* begin *
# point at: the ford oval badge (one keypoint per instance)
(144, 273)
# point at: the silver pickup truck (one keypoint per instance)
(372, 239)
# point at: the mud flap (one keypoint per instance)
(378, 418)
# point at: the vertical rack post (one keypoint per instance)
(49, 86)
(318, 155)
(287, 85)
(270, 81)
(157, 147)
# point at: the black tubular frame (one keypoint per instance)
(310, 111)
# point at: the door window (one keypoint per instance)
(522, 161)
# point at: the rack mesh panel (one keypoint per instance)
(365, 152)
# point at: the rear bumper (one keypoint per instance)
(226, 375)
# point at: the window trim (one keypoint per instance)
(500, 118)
* end *
* begin *
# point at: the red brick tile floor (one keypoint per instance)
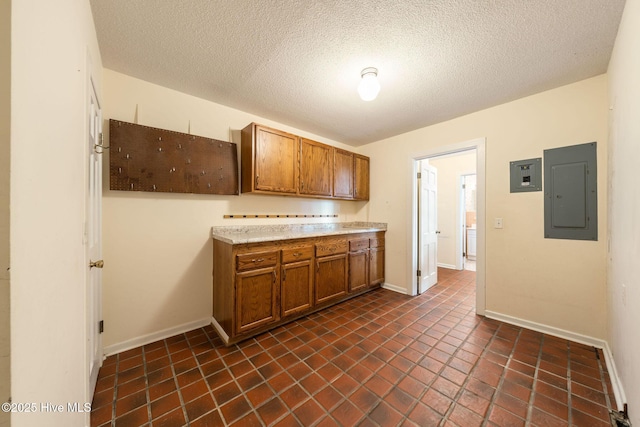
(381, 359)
* end *
* begin *
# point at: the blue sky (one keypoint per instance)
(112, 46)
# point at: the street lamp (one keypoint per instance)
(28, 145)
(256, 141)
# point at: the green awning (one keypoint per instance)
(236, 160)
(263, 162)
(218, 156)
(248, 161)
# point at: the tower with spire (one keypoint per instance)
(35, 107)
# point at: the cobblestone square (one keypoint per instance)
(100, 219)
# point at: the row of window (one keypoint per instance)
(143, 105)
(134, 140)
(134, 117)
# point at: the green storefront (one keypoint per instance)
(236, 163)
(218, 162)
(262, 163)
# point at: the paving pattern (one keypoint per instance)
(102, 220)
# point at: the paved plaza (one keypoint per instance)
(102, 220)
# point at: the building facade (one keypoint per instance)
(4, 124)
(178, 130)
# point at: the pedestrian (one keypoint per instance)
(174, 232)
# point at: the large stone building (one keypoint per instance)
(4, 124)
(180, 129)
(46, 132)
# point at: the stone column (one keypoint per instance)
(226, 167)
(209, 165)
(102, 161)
* end *
Task prompt —
Count the lines in the records that contain the word "window" and reply with the number alone.

Response —
3